▸ Fragmento proporcionado:
Pero también existe lo otro, lo más difícil de entender y lo menos evidente. Todavía recordarán que los representantes de los gobiernos de casi todos los países libres declararon tras el atentado que éste no había sido sólo un delito contra la vida, sino también un «ataque a la libertad de expresión y de prensa». Así lo dijo, por ejemplo, Angela Merkel. Sí, así fue seguramente como se planeó; pero, en realidad, lo que más fortaleció el acto terrorista fue la libertad de expresión. Por toda Francia y Europa, en Ámsterdam, Berlín, Bruselas, Lisboa, Londres, Madrid, Milán, Roma y Viena, la gente salió a la calle tras el atentado. El 11 de enero de 2015 se congregaron en París un millón y medio de personas, más de tres millones setecientas mil en el país. Un comentarista dijo que desde la Revolución francesa nunca se había manifestado tanta gente en Francia por un asunto. Muchos llevaban pancartas en las que se leía «Je suis Charlie». Lloraban a los muertos y se manifestaban por el derecho a la libertad de expresión. No creo que nunca haya habido tanto consenso por un derecho fundamental.

Es comprensible que, tras los atentados, algunos colaboradores de Charlie Hebdo dejaran la redacción. Y que en la actualidad otros periodistas no se atrevan a expresarse con libertad acerca del islam es espantoso. Tal vez premios como éste sirvan para darles ánimos.

▸ Información proporcionada:
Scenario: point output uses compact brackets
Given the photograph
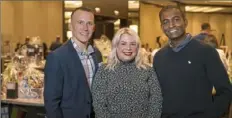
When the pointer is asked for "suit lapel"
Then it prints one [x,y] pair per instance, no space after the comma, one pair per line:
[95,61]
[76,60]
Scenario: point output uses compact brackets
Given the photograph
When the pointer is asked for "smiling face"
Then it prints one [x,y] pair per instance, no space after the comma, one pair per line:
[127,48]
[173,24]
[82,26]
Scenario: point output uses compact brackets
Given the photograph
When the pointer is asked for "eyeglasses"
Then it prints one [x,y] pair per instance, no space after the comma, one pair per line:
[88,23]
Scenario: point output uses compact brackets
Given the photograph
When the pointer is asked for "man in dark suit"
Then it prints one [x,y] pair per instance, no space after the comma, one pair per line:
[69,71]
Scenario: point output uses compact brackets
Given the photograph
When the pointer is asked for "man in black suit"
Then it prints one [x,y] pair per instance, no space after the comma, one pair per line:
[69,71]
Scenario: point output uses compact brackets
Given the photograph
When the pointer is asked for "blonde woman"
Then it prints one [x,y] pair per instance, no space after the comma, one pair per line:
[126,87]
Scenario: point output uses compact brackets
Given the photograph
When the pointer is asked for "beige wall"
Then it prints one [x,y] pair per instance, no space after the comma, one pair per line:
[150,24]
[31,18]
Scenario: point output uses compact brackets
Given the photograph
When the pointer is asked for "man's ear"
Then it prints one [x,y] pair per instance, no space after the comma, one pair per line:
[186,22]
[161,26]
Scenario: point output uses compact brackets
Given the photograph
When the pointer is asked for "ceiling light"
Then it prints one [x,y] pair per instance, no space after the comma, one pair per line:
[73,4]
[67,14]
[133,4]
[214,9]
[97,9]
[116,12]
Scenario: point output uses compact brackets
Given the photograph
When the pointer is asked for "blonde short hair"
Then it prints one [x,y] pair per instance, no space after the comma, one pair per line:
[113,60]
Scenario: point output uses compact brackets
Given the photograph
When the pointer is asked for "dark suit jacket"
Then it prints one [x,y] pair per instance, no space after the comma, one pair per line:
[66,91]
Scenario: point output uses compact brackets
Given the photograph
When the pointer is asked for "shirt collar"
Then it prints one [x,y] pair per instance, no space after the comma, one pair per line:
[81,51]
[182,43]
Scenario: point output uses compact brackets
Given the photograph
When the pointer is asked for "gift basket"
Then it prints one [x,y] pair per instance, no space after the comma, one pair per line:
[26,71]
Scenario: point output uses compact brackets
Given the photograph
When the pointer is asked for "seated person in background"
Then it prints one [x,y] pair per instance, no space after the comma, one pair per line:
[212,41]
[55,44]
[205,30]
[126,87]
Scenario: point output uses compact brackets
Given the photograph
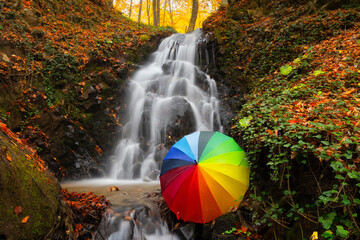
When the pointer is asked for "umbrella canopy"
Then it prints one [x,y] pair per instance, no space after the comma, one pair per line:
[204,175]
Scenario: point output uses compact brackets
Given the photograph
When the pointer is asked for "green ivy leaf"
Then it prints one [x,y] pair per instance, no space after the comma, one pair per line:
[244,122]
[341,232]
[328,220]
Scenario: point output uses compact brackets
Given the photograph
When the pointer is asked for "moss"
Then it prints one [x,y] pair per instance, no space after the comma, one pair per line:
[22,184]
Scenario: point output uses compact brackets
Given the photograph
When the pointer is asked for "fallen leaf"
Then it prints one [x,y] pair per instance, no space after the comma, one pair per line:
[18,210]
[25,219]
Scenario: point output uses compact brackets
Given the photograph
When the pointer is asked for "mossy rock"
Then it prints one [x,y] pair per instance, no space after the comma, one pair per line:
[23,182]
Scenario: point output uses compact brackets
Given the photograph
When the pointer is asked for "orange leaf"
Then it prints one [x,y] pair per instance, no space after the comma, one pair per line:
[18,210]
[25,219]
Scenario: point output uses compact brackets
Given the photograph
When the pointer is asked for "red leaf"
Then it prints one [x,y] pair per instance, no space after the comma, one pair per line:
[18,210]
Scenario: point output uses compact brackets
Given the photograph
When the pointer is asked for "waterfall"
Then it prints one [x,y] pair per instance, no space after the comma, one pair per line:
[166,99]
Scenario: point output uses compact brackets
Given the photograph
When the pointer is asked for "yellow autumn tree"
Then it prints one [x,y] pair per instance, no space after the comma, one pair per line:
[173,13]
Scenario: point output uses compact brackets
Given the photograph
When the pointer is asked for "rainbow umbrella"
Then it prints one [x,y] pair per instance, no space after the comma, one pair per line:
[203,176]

▸ Tarea A: Enumera, en el orden en que aparecen, todas las ciudades que el fragmento sobre el atentado contra Charlie Hebdo nombra después de «Bruselas».
▸ Tarea B: Cuenta las líneas del listado que contienen la palabra «leaf» y responde solo con el número.

▸ Resultado esperado A: Lisboa, Londres, Madrid, Milán, Roma, Viena, París

▸ Resultado esperado B: 4